[Stored dataset items]
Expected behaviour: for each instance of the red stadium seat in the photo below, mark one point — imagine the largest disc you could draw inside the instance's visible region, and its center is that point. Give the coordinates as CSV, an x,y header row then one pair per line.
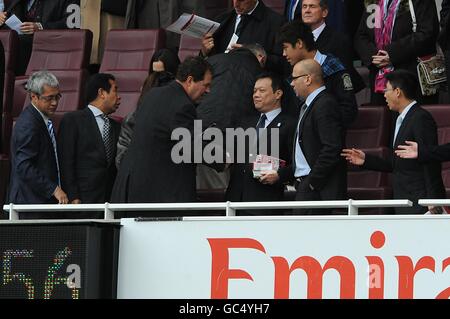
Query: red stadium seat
x,y
55,50
4,181
189,46
214,8
371,129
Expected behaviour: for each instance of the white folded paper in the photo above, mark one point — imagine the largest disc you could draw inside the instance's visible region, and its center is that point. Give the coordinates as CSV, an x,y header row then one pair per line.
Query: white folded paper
x,y
193,25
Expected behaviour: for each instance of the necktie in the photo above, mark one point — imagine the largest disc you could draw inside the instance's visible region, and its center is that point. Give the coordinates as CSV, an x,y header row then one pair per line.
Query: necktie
x,y
51,132
107,139
261,123
398,124
241,24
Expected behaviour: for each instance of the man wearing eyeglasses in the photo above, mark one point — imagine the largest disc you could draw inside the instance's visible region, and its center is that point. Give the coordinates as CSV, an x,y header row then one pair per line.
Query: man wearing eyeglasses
x,y
320,173
87,142
35,174
410,179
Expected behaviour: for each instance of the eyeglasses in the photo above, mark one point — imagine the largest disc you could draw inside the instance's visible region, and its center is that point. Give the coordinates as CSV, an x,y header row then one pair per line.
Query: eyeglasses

- **GOAL**
Can you render every line of the records above as a numbered list, skipping any blank lines and omitting the pictures?

- **COMPLETE ANSWER**
1. Expected behaviour: for each instance of the red stadium seat in the photo below, mark one point — imagine the largest disc you could draw inside the instance's visible region, and its center is that point. Give the coordinates as CSV, an x,y header row then one pair per line.
2. Query: red stadium seat
3. x,y
4. 55,50
5. 4,181
6. 189,46
7. 214,8
8. 371,129
9. Expected behaviour: for each instance of the white folded paper in the photo above, mark one point — imagine the largest disc you could draw inside the instance's visible region, and its center is that point. Give the coordinates as CSV, an x,y header row then one pair per line.
10. Query: white folded paper
11. x,y
12. 193,25
13. Expected behaviour: for each instance of the necktie in the photo above, mark one point — imagine the largest disc you could draw inside the instance's visible region, and its center is that point. Give the coordinates as CSV, an x,y header row then one pair per line.
14. Query: necktie
15. x,y
16. 51,132
17. 107,139
18. 261,123
19. 398,124
20. 241,24
21. Expected behaviour: for each instance of the man wearing eyeglasses in the photo above, mark one point — imagine the largest disc you could draw inside the instance's visible region, and its center is that point. Give the coordinates as CSV, an x,y header row then one pair per line.
22. Query: man wearing eyeglasses
23. x,y
24. 320,173
25. 87,142
26. 35,174
27. 410,179
28. Expected behaviour: for each instance of the eyeglasses in the photo above, mark one point — imagine the largest disc you could draw inside the instance's visible region, and its center is that point. Give the coordinates as CSV, an x,y header row then one pair per line.
29. Query: eyeglasses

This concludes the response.